Copy out the lines word for word, starting at the line that contains "Where can the woman in black" and continuing through the last line.
Working data start
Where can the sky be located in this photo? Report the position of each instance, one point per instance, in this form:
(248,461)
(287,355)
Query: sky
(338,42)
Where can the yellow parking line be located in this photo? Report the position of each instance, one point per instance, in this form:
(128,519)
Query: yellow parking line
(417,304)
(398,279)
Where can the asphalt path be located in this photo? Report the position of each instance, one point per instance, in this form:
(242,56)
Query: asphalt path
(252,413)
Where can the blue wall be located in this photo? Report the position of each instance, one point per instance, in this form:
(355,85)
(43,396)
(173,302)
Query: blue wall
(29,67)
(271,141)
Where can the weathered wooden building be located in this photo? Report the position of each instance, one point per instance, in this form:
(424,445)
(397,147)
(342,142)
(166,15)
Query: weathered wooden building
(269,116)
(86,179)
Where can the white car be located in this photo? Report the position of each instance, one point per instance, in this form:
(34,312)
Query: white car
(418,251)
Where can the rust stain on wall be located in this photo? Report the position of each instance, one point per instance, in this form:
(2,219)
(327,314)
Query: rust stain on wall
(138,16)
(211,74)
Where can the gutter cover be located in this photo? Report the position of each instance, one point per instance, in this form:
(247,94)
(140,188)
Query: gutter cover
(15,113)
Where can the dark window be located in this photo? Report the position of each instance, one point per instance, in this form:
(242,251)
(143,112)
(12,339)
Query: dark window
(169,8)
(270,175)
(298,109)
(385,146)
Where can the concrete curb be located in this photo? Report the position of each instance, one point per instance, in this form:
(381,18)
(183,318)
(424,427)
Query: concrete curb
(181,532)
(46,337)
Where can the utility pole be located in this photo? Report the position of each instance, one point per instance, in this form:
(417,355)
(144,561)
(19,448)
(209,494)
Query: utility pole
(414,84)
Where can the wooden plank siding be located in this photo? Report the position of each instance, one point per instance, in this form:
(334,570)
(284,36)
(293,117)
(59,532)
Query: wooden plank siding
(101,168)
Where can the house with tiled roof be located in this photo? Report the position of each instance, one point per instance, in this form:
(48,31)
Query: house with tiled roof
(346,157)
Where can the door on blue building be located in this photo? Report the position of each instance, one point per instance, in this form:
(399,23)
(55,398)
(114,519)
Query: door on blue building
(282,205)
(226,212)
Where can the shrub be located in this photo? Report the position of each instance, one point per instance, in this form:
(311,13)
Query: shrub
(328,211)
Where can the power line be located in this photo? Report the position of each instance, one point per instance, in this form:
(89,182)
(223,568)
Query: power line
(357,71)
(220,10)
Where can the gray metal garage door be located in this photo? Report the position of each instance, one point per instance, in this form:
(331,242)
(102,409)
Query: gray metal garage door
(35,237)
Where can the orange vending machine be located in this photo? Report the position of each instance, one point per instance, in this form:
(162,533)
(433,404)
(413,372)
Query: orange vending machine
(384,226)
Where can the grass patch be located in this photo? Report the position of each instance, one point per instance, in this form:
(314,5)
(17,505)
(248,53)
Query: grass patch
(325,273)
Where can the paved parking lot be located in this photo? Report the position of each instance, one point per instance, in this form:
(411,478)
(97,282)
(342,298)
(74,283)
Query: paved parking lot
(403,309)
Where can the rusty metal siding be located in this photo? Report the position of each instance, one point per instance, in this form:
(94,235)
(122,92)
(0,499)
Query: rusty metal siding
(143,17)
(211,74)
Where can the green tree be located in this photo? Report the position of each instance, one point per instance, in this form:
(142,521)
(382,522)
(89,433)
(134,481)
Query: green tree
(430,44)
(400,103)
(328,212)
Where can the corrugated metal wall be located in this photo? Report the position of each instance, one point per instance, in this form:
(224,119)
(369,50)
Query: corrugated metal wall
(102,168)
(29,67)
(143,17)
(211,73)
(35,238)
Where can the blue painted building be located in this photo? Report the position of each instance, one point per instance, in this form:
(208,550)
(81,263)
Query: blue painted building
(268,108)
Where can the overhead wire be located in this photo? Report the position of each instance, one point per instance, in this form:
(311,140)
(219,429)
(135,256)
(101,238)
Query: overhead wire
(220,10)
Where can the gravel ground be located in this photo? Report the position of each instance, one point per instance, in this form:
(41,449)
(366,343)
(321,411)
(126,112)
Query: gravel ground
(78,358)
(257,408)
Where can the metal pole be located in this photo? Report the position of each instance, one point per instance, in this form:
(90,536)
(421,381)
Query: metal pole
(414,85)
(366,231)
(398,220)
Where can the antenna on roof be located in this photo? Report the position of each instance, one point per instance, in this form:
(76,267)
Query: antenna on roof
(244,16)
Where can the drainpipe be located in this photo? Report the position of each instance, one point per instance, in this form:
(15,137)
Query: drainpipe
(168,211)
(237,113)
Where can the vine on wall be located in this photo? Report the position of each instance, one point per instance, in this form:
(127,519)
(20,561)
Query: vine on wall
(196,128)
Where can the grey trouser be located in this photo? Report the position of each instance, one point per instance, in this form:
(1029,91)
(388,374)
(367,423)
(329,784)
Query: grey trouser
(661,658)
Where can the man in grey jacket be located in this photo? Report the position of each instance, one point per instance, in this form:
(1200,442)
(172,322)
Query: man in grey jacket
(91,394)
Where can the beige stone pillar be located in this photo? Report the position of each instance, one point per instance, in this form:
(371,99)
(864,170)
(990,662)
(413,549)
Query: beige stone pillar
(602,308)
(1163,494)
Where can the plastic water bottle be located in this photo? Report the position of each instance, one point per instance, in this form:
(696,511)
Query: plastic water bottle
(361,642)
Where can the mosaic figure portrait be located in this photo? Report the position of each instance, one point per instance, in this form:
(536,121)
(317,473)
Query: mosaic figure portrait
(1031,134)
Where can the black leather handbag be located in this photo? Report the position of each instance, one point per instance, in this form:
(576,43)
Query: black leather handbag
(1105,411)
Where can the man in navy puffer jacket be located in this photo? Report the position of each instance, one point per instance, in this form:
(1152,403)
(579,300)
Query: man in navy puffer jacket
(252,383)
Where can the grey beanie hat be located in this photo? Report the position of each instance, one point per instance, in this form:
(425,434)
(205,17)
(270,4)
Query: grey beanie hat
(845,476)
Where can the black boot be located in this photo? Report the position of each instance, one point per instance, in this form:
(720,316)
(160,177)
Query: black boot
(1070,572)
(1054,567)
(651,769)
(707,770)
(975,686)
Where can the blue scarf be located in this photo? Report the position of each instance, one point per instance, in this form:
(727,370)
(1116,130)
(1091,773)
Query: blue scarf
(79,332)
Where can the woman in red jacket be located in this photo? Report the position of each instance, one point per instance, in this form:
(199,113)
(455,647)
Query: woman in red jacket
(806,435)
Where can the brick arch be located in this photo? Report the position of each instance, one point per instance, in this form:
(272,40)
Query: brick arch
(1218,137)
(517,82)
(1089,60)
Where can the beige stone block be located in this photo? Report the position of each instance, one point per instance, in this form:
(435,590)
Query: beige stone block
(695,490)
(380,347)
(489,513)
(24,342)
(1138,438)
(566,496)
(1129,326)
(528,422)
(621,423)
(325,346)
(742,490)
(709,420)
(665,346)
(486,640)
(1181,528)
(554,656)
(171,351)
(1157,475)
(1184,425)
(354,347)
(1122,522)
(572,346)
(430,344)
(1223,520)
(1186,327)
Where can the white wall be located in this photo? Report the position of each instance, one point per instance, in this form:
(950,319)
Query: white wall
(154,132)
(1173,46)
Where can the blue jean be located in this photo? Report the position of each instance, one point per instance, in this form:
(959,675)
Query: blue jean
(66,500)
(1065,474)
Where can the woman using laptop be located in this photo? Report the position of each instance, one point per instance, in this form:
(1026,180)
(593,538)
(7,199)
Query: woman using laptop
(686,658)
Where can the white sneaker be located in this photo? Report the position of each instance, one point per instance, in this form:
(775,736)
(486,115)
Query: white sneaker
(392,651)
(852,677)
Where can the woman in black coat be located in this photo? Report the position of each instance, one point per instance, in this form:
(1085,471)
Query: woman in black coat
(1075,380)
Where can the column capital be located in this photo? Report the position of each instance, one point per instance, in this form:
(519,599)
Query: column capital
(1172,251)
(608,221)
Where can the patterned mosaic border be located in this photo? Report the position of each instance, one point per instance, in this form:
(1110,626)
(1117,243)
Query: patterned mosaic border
Working data end
Solution to this task:
Where can the woman in black coat be located in this photo? Report the position of each instance, one point per instance, in this form:
(1085,471)
Query: woman in black coat
(1075,380)
Where can the column capital be located in this photo? Report the position of each instance, one point per instance, in this form:
(519,599)
Query: column capital
(1172,251)
(608,221)
Where can the patterned mosaic border be located in this photo? Report the position of each instance, one point per instance, in this form:
(1110,626)
(1117,243)
Query: patterned mosaic border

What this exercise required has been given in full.